**WORK TO BE COMPLETED**: Repeat the TASM addition and subtraction question word for word, from its title through the last line of the data section.

**PAGE EXTRACT**:
** BEGIN **
Adding or Subtracting two numbers in x86 Assembly (TASM)

Question

I am attempting to write a program in Assembly to take a plus or minus sign as the first input ( deciding whether to plus or minus two numbers together ) and then taking two 2 digit numbers and adding/subtracting and displaying the result. I have the following code so far, but I am having troubles in the output. I know in the code snippet below it is simply displaying a single char, but I would like it to display the actual output but I have no idea how, attempting to use a normal string display interrupt does not work because the size of num2 or al does not match the size of dx (the output string register)

.MODEL SMALL
.STACK 100h
.DATA
choice_msg  db 13,10,'Addition or Subtraction?',13,10,'$' 

first_msg   db 13,10,'Enter the first number:',13,10,'$'   
second_msg  db 13,10,'Enter the second number:',13,10,'$'    
result_msg  db 13,10,'The result is:',13,10,'$'    
new_line    db 13,10,'$'    
val1        db ?    
num2        db ?    
num3        db ?    
num4        db ?
** END **
**GIVEN INFORMATION**:
** BEGIN **
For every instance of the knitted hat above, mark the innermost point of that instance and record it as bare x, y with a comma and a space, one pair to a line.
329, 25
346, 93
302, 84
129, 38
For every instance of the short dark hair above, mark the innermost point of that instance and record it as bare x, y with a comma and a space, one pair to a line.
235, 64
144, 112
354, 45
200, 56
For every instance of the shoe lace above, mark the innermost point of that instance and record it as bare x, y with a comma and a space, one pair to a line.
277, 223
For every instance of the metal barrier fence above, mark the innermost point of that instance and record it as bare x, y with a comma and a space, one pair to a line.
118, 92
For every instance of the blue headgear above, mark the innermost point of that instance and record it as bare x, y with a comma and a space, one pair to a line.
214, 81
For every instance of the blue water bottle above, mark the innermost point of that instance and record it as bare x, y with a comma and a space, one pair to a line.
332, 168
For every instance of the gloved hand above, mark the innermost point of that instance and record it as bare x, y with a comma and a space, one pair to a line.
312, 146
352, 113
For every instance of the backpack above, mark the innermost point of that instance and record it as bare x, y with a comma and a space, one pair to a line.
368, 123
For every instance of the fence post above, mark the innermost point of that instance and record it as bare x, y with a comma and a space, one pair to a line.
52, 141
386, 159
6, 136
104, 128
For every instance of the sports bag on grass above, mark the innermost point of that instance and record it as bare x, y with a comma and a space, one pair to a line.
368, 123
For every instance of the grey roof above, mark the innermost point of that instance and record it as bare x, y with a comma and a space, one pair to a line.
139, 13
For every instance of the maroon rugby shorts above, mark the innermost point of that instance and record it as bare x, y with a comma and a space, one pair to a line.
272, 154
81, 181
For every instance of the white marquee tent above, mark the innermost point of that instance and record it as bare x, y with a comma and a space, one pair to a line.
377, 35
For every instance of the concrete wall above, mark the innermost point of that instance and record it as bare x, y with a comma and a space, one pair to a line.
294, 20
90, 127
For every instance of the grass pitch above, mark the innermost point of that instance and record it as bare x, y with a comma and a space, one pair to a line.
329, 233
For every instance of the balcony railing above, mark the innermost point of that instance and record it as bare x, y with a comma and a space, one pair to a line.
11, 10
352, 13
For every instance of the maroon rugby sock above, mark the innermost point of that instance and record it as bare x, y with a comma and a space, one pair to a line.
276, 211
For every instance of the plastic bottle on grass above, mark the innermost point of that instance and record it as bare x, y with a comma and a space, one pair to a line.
** END **
**ANSWER BELOW**:
Adding or Subtracting two numbers in x86 Assembly (TASM)

Question

I am attempting to write a program in Assembly to take a plus or minus sign as the first input ( deciding whether to plus or minus two numbers together ) and then taking two 2 digit numbers and adding/subtracting and displaying the result. I have the following code so far, but I am having troubles in the output. I know in the code snippet below it is simply displaying a single char, but I would like it to display the actual output but I have no idea how, attempting to use a normal string display interrupt does not work because the size of num2 or al does not match the size of dx (the output string register)

.MODEL SMALL
.STACK 100h
.DATA
choice_msg  db 13,10,'Addition or Subtraction?',13,10,'$' 

first_msg   db 13,10,'Enter the first number:',13,10,'$'   
second_msg  db 13,10,'Enter the second number:',13,10,'$'    
result_msg  db 13,10,'The result is:',13,10,'$'    
new_line    db 13,10,'$'    
val1        db ?    
num2        db ?    
num3        db ?    
num4        db ?